[v2,2/4] manual: Add documentation for pthread_tryjoin_np and pthread_timedjoin_np

Message ID f6aea6d8eb36a982f7e42e7b571e6d7dd6919a8a.1568809830.git-series.mac@mcrowe.com
State Committed
Headers

Commit Message

Mike Crowe Sept. 18, 2019, 12:30 p.m. UTC
  This documentation isn't perfect, but it's better than nothing and can
hopefully act as a basis for future improvement. In particular, although
I'm certain that the functions are MT-Safe, I'm not sure about the rest of
the @safety line.

Yann Droneaud pointed out that pthread_timedjoin_np would wait forever if
the timeout parameter is passed as NULL. Since it's now too late to change
that, I've documented it.

	* manual/threads.texi: Add brief documentation for
	pthread_tryjoin_np and pthread_timedjoin_np.
---
 ChangeLog           |  5 +++++
 manual/threads.texi | 26 ++++++++++++++++++++++++--
 2 files changed, 29 insertions(+), 2 deletions(-)
  

Comments

Adhemerval Zanella Sept. 26, 2019, 9:26 p.m. UTC | #1
On 18/09/2019 05:30, Mike Crowe wrote:
> This documentation isn't perfect, but it's better than nothing and can
> hopefully act as a basis for future improvement. In particular, although
> I'm certain that the functions are MT-Safe, I'm not sure about the rest of
> the @safety line.
> 
> Yann Droneaud pointed out that pthread_timedjoin_np would wait forever if
> the timeout parameter is passed as NULL. Since it's now too late to change
> that, I've documented it.

To which semantic do you think it would be better to change? Since this
symbol are not yet in POSIX there still the possibility to change it
by using a new plus a compat symbol.

> 
> 	* manual/threads.texi: Add brief documentation for
> 	pthread_tryjoin_np and pthread_timedjoin_np.

LGTM, thanks.

> ---
>  ChangeLog           |  5 +++++
>  manual/threads.texi | 26 ++++++++++++++++++++++++--
>  2 files changed, 29 insertions(+), 2 deletions(-)
> 
> diff --git a/ChangeLog b/ChangeLog
> index d7943ff..94ee860 100644
> --- a/ChangeLog
> +++ b/ChangeLog
> @@ -1,5 +1,10 @@
>  2019-09-18  Mike Crowe  <mac@mcrowe.com>
>  
> +	* manual/threads.texi: Add brief documentation for
> +	pthread_tryjoin_np and pthread_timedjoin_np.
> +
> +2019-09-18  Mike Crowe  <mac@mcrowe.com>
> +
>  	* nptl/tst-join3.c: Use libsupport.
>  
>  2019-09-18  Stefan Liebler  <stli@linux.ibm.com>
> diff --git a/manual/threads.texi b/manual/threads.texi
> index 0e5e84a..8dcfc53 100644
> --- a/manual/threads.texi
> +++ b/manual/threads.texi
> @@ -727,6 +727,30 @@ rather than @code{CLOCK_REALTIME}.  Currently, @var{clockid} must be either
>  returned.
>  @end deftypefun
>  
> +@comment pthread.h
> +@comment GNU extension
> +@deftypefun int pthread_tryjoin_np (pthread_t *@var{thread},
> +				      void **@var{thread_return})

Source data:
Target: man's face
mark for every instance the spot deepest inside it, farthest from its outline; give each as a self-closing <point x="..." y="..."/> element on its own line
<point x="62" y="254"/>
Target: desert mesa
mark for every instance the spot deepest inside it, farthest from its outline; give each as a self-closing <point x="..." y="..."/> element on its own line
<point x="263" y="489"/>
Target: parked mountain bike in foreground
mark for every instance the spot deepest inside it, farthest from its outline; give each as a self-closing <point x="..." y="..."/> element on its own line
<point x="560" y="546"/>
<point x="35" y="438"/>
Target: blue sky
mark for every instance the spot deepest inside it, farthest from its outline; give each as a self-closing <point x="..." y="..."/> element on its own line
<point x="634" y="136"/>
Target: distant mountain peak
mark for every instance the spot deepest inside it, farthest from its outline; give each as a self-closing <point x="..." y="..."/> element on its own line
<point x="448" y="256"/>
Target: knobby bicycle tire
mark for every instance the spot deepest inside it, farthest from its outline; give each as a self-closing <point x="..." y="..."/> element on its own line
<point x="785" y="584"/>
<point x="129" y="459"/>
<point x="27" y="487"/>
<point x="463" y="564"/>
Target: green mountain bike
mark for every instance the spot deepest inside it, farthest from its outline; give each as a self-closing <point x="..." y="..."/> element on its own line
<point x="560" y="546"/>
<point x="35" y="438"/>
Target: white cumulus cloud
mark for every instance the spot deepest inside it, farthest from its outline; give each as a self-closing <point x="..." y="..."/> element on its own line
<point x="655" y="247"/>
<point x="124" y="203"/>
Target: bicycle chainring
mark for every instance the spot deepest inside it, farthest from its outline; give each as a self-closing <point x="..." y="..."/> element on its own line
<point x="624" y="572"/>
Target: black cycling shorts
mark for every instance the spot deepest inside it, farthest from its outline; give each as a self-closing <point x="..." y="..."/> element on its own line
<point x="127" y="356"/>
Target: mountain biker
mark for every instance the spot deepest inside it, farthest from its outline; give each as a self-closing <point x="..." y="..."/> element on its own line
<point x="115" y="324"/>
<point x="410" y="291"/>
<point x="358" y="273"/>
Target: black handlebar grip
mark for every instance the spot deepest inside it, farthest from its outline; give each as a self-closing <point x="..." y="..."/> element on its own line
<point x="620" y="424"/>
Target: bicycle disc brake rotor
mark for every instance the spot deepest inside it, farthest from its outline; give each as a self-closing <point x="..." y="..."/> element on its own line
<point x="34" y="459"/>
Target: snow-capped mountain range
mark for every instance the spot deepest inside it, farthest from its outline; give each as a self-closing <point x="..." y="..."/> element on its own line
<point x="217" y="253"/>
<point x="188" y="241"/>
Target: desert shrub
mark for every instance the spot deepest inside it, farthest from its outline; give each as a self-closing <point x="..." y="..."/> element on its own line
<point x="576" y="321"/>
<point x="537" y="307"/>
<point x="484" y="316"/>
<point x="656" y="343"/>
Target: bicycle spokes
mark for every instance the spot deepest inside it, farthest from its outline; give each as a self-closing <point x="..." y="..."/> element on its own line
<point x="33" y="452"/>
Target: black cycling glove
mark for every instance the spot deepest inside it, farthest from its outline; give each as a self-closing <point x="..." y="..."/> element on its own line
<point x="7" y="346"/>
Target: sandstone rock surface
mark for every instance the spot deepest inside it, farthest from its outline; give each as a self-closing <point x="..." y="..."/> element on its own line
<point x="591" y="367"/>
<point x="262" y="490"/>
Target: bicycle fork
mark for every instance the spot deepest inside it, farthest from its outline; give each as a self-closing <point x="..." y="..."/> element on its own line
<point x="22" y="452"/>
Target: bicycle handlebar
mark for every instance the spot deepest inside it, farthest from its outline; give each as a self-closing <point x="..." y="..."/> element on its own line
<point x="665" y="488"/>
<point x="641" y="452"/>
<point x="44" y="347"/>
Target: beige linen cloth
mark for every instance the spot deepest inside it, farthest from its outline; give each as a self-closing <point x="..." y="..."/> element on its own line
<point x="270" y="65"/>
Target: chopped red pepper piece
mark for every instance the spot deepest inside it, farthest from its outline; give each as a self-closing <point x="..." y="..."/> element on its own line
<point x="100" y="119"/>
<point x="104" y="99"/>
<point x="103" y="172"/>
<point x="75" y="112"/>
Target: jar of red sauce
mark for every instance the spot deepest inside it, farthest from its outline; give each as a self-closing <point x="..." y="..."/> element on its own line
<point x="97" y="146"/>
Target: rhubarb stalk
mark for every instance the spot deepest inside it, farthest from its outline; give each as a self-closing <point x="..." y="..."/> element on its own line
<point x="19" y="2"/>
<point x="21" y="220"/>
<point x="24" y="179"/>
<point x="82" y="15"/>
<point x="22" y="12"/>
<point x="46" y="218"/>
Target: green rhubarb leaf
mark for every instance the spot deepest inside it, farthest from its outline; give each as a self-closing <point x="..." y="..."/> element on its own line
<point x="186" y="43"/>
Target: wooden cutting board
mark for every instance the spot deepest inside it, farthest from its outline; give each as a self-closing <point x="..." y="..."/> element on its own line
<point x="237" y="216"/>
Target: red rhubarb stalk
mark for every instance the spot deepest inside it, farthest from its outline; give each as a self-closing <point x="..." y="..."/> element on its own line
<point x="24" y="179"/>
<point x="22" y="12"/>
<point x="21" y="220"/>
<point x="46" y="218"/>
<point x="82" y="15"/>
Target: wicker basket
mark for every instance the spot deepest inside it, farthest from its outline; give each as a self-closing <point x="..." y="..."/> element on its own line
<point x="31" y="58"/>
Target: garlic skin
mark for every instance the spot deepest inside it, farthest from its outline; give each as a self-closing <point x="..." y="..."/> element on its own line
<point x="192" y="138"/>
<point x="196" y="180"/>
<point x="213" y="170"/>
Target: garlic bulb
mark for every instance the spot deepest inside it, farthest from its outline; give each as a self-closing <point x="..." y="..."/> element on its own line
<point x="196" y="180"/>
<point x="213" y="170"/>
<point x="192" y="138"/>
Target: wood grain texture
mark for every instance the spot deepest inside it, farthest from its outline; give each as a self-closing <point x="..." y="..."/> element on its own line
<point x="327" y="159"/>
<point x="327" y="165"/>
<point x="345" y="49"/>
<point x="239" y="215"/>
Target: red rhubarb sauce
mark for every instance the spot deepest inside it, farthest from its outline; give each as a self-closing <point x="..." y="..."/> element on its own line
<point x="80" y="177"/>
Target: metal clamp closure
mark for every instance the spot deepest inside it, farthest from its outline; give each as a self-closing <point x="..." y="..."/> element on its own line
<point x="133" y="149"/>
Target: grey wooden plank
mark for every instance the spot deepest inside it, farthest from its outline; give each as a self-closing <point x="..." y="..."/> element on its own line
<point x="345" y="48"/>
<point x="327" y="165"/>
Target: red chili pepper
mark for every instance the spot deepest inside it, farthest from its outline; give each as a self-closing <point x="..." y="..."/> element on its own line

REQUESTS:
1. In the patch thread, what does pthread_timedjoin_np do when its timeout parameter is passed as NULL?
2. Retype the part of the patch thread that opens with the words containing "To which semantic" and closes with "a compat symbol.".
The rows are not needed.

SOLUTIONS FOR EACH TASK:
1. It waits forever.

2.
To which semantic do you think it would be better to change? Since this
symbol are not yet in POSIX there still the possibility to change it
by using a new plus a compat symbol.